▶ [WHAT THIS TASK INVOLVES] Format all the data below as a two-column CSV with the header row instruction,coordinates. Each passage beginning "Note:" becomes one row holding its full text and the coordinates listed after it, each in one double-quoted field with line breaks turned into spaces.

▶ [INPUT MATERIAL]
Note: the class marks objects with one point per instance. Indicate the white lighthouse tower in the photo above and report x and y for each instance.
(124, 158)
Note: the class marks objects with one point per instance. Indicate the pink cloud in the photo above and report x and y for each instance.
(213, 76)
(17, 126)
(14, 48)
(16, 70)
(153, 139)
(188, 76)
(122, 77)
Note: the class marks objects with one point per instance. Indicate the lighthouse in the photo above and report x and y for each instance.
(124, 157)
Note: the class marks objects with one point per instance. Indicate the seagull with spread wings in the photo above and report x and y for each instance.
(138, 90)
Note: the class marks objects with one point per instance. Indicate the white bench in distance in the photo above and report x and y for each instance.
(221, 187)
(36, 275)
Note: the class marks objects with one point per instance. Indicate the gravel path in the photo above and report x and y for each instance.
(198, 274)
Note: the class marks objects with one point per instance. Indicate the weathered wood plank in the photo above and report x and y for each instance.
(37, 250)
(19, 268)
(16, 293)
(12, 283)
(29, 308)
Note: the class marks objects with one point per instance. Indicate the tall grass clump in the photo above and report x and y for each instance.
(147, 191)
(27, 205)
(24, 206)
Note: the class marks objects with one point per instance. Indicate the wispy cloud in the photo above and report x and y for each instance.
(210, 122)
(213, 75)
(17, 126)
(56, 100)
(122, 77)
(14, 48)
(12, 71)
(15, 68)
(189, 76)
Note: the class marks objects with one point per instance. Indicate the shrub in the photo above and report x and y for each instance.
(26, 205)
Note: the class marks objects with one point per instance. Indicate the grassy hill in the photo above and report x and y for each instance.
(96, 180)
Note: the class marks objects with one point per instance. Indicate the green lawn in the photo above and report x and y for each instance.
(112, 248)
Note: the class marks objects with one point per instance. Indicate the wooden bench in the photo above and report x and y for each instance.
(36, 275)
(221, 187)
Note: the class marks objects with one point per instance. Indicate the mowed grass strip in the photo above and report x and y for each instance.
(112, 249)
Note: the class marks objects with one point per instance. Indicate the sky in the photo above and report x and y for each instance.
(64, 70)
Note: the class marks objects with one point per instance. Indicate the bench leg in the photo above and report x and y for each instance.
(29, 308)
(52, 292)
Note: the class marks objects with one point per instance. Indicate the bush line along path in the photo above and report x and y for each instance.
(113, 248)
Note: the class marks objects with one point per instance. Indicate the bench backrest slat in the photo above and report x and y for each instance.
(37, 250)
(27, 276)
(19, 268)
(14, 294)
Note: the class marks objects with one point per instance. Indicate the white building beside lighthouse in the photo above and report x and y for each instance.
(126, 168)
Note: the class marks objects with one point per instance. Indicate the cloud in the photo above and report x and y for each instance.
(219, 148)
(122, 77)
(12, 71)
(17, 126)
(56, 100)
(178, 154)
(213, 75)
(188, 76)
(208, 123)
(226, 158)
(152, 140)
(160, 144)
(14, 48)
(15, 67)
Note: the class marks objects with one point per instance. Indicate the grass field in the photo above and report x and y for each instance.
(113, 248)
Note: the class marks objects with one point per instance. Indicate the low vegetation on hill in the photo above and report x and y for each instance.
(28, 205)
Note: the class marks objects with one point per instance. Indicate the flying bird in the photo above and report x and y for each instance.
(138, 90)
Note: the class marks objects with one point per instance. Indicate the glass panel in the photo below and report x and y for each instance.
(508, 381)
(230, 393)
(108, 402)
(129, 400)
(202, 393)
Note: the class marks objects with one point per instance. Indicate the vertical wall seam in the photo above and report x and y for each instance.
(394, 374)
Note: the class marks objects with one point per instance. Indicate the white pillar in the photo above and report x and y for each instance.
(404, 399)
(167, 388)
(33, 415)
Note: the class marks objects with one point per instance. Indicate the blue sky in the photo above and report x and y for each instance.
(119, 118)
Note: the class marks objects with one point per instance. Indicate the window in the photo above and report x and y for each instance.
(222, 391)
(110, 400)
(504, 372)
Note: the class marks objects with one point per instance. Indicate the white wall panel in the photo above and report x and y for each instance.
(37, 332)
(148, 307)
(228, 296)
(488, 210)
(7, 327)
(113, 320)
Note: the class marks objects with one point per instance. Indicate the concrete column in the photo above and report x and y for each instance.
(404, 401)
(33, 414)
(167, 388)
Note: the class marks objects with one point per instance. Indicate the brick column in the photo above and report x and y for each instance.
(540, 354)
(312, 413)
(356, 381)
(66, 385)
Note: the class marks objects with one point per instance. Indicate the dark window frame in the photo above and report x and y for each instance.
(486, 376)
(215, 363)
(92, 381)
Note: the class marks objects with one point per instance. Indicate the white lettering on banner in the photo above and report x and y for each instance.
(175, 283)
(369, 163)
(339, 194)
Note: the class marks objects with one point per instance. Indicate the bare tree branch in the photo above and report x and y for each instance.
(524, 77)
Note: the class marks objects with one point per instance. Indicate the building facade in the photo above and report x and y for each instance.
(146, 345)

▶ [SOLUTION FOR THIS TASK]
instruction,coordinates
"Note: the class marks objects with one point per instance. Indicate the white lighthouse tower in the photo above and report x and y for each instance.","(124, 158)"
"Note: the class marks objects with one point per instance. Indicate the pink cloud in the photo above and report x and y for each instance.","(213, 76) (17, 126) (14, 48) (16, 70) (153, 139) (188, 76) (122, 77)"
"Note: the class marks objects with one point per instance. Indicate the lighthouse in the photo above and report x and y for each instance.","(124, 157)"
"Note: the class marks objects with one point per instance. Indicate the seagull with spread wings in the photo above and report x and y for each instance.","(138, 90)"
"Note: the class marks objects with one point per instance. Indicate the white bench in distance in the photo above and report x and y for each instance.","(221, 187) (36, 275)"
"Note: the class marks objects with one point per instance. Indicate the gravel path in the photo above and report x and y for each instance.","(198, 274)"
"Note: the class marks objects with one point per instance. Indicate the weathered wood plank in the photo above and report x and y for each instance.","(37, 250) (19, 268) (16, 293) (12, 283) (29, 308)"
"Note: the class marks objects with one point per instance. Indicate the tall grass clump in the photo above and report x and y for each instance.","(147, 191) (27, 205) (24, 206)"
"Note: the class marks objects with one point per instance. Indicate the wispy cloud in the photo above and report x and y for each instance.","(210, 122) (213, 75) (17, 126) (56, 100) (122, 77) (14, 48) (12, 71) (15, 68) (189, 76)"
"Note: the class marks objects with one point per instance. Indicate the shrub in the photo above and report x and y for each instance.","(26, 205)"
"Note: the class marks objects with one point per instance. Indicate the grassy hill in the photo above and report x and y for each instance.","(96, 180)"
"Note: the class marks objects with one point per instance. Indicate the green lawn in the photo above and report x and y for each instance.","(112, 248)"
"Note: the class marks objects with one point per instance. Indicate the wooden bench in the photo above and report x and y for each instance.","(36, 275) (221, 187)"
"Note: the class marks objects with one point per instance. Indicate the mowed grass strip in the photo above and report x and y for each instance.","(112, 249)"
"Note: the class marks objects with one point per instance. Indicate the sky in the photo above and report x and y for each instance.","(64, 70)"
"Note: the class marks objects with one point per instance. Indicate the bench leg in the photo above and report x and y for each instance.","(29, 308) (52, 292)"
"Note: the class marks objects with one point per instance. Indicate the bush line along path in the photo above and report x and y for each instance.","(113, 248)"
"Note: the class marks objects with one point per instance. Indicate the bench backrest slat in the photo above and report x and y for each instance.","(37, 250) (27, 276) (19, 268) (14, 294)"
"Note: the class marks objects with one point per instance. Indicate the white building beside lighthouse in the photo above and report x and y for each instance.","(126, 168)"
"Note: the class marks objects with one point per instance. Indicate the cloud in the photo above and report x and y for each instance.","(219, 148) (122, 77) (12, 71) (17, 126) (56, 100) (178, 154) (213, 75) (188, 76) (208, 123) (226, 158) (152, 140) (160, 144) (14, 48) (15, 67)"
"Note: the class marks objects with one point per instance. Indicate the grass field in the photo above and report x and y for each instance.","(113, 248)"
"Note: the class marks objects with one point per instance. Indicate the low vegetation on hill in the photo above and report x and y for each instance.","(28, 205)"
"Note: the class marks objects with one point per instance. Indicate the flying bird in the photo above and report x and y for each instance.","(138, 90)"
"Note: the class marks objects with one point per instance. Indicate the glass panel in the photo below and report x and y for each instance.","(508, 381) (230, 393) (108, 402) (129, 400) (202, 393)"
"Note: the class marks objects with one point per instance. Indicate the vertical wall seam in the photo above and report x and y for each instance.","(394, 374)"
"Note: the class marks objects with one point per instance. Indicate the white pillar in the photo above and report x and y for each instance.","(404, 399) (167, 388) (33, 415)"
"Note: the class marks objects with one point per instance. Indicate the blue sky in the photo above and report x and y for each instance.","(119, 118)"
"Note: the class marks objects with one point per instance. Indicate the window in the photo above and report x and y for each instance.","(222, 391) (110, 400) (504, 372)"
"Note: the class marks objects with one point per instance. Indicate the white wall panel in the photo above and report x and y for each instance.","(37, 332) (148, 307) (228, 296) (488, 210) (7, 327) (113, 320)"
"Note: the class marks objects with one point per instance. Indicate the concrete column in the photo above and report x and y for each instance.","(404, 401) (33, 414) (167, 388)"
"Note: the class marks objects with one point per instance. Indicate the brick column in the photo above and report x and y for each instance.","(540, 354) (312, 413) (356, 381) (66, 385)"
"Note: the class marks objects with one point per instance. Indicate the dark window frame in the photo above and report x and y for each instance.","(486, 376) (215, 363) (92, 381)"
"Note: the class marks objects with one point per instance. Indicate the white lettering on banner in the photo above and report x and y for each instance.","(175, 283) (369, 163) (339, 194)"
"Note: the class marks objects with one point per instance. Indicate the bare tree branch in the photo above and report x and y for each instance.","(524, 77)"
"Note: the class marks objects with one point per instance. Indicate the building facade in the photo above and report x and y for each instance.","(146, 345)"